| DESCRIPTION OF THE TASK |
Exact reproduction of all the data is required, with pictures excluded.

•••

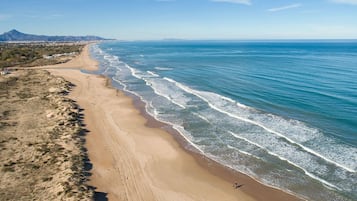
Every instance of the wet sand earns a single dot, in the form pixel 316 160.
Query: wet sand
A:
pixel 135 159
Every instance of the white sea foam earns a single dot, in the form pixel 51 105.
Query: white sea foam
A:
pixel 215 102
pixel 202 117
pixel 153 74
pixel 163 68
pixel 288 161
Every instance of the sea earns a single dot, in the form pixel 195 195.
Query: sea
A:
pixel 282 112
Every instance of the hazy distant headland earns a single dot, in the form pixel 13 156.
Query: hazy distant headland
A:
pixel 17 36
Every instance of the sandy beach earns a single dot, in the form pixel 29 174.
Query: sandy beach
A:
pixel 132 161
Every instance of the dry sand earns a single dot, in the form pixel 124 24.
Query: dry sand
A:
pixel 40 139
pixel 132 161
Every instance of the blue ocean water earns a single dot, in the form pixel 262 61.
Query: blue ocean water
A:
pixel 283 112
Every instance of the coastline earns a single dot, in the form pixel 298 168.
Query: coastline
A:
pixel 134 158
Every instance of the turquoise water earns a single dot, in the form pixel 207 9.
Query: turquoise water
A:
pixel 282 112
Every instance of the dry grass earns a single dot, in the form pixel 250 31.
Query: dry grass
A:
pixel 41 147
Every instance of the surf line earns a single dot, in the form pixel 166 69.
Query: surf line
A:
pixel 196 93
pixel 290 162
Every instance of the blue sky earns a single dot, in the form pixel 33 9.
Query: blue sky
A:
pixel 183 19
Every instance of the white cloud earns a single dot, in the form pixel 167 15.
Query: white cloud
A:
pixel 354 2
pixel 246 2
pixel 284 7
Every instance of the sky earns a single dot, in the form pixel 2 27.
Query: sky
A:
pixel 183 19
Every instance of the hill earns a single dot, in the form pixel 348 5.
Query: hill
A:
pixel 15 35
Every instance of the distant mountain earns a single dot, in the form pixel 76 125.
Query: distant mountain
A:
pixel 15 35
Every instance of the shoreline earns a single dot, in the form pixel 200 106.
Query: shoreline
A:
pixel 148 166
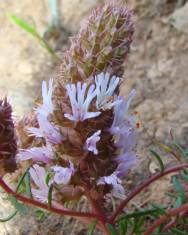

•••

| ANSWER SECTION |
Every instance of the wet sand earns a single dot, in the form pixel 316 160.
Query: wet sand
A:
pixel 135 159
Every instance of the white sea foam earns a single dot, in the form pixel 51 105.
Query: white sea foam
A:
pixel 215 102
pixel 202 117
pixel 153 74
pixel 163 68
pixel 288 161
Every instance of the sea earns a single dot, in the form pixel 195 195.
Query: sea
A:
pixel 282 112
Every instance of the hazy distant headland earns a single dot, in the form pixel 13 156.
Query: hazy distant headland
A:
pixel 17 36
Every instance of the sandy beach earns a single dot, in the form pixel 29 174.
Query: sandy beach
A:
pixel 132 161
Every instance of the dry sand earns a single dot, in the form pixel 124 24.
Query: dry sand
A:
pixel 40 139
pixel 132 161
Every instance of the blue ocean water earns a single dot, in the form pixel 262 61.
Query: blue ocean water
A:
pixel 283 112
Every instance of the coastline earns a single dot, in the form pixel 298 168.
Query: coastline
A:
pixel 134 158
Every instance of the turquoise water earns a single dot, in the form pixel 207 9.
Query: turquoise water
A:
pixel 282 112
Every instance of the dry grass earns a single dot, in the form pixel 250 31.
Query: dry grass
A:
pixel 41 147
Every instance of the surf line earns a single dot, in the form pixel 166 69.
Query: surf line
A:
pixel 196 93
pixel 290 162
Every instance of the blue sky earns a single dot, in the form pixel 33 9.
Query: blue sky
A:
pixel 183 19
Every instance of the white cloud earns a single dot, in the form pixel 167 15.
Query: white cloud
A:
pixel 354 2
pixel 246 2
pixel 284 7
Every instance of the sky earns a single dot, in the form pixel 2 27.
Query: sky
A:
pixel 183 19
Every instance of the hill earns a single dot, in the form pixel 348 5.
Query: hill
A:
pixel 15 35
Every instance of the distant mountain earns a single dot, in the form pixel 76 125.
Query: distant mountain
A:
pixel 15 35
Every instance of the shoreline earns a single dot, in the form pixel 200 106.
Query: shoreline
A:
pixel 148 166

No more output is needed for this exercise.